What you should do
Reproduce the records word for word, leaving out any pictures they hold.

——————————

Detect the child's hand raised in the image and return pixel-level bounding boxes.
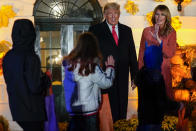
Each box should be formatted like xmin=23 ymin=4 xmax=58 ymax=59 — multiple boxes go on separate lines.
xmin=105 ymin=55 xmax=115 ymax=67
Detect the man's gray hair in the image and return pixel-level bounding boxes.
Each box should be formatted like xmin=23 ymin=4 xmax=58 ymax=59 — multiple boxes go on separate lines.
xmin=103 ymin=2 xmax=120 ymax=14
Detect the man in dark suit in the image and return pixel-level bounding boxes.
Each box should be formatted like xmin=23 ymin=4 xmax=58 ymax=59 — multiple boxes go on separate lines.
xmin=2 ymin=19 xmax=46 ymax=131
xmin=89 ymin=2 xmax=138 ymax=123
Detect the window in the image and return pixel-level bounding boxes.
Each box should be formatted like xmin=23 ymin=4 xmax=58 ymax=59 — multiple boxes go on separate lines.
xmin=33 ymin=0 xmax=102 ymax=82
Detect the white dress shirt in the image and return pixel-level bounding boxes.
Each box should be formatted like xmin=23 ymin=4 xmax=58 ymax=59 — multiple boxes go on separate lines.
xmin=106 ymin=21 xmax=119 ymax=38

——————————

Response to this task
Detect the child's hand raised in the image and return pixel-level bounding boxes.
Each box should be formatted like xmin=23 ymin=4 xmax=58 ymax=59 — multiple boxes go on separate lines.
xmin=105 ymin=55 xmax=115 ymax=67
Detect the man's gray hair in the image and return pixel-level bounding boxes.
Each box should be formatted like xmin=23 ymin=4 xmax=58 ymax=59 — multiple boxes go on separate lines.
xmin=103 ymin=2 xmax=120 ymax=14
Detect the man in dark suit in the image and return pixel-level bounding boxes.
Each box should be formatted like xmin=23 ymin=4 xmax=58 ymax=59 — multiple boxes go on separate lines.
xmin=2 ymin=19 xmax=46 ymax=131
xmin=89 ymin=2 xmax=138 ymax=123
Detect the window in the image and return pixel-level bounding boxes.
Each box should be formatted like xmin=23 ymin=4 xmax=58 ymax=59 — multiple boxes go on separate lines.
xmin=33 ymin=0 xmax=102 ymax=82
Detect the white dress shirt in the image and return pixel-level bounding boxes.
Each box should be formatted like xmin=23 ymin=4 xmax=58 ymax=59 — multiple boxes go on separate lines.
xmin=106 ymin=21 xmax=119 ymax=38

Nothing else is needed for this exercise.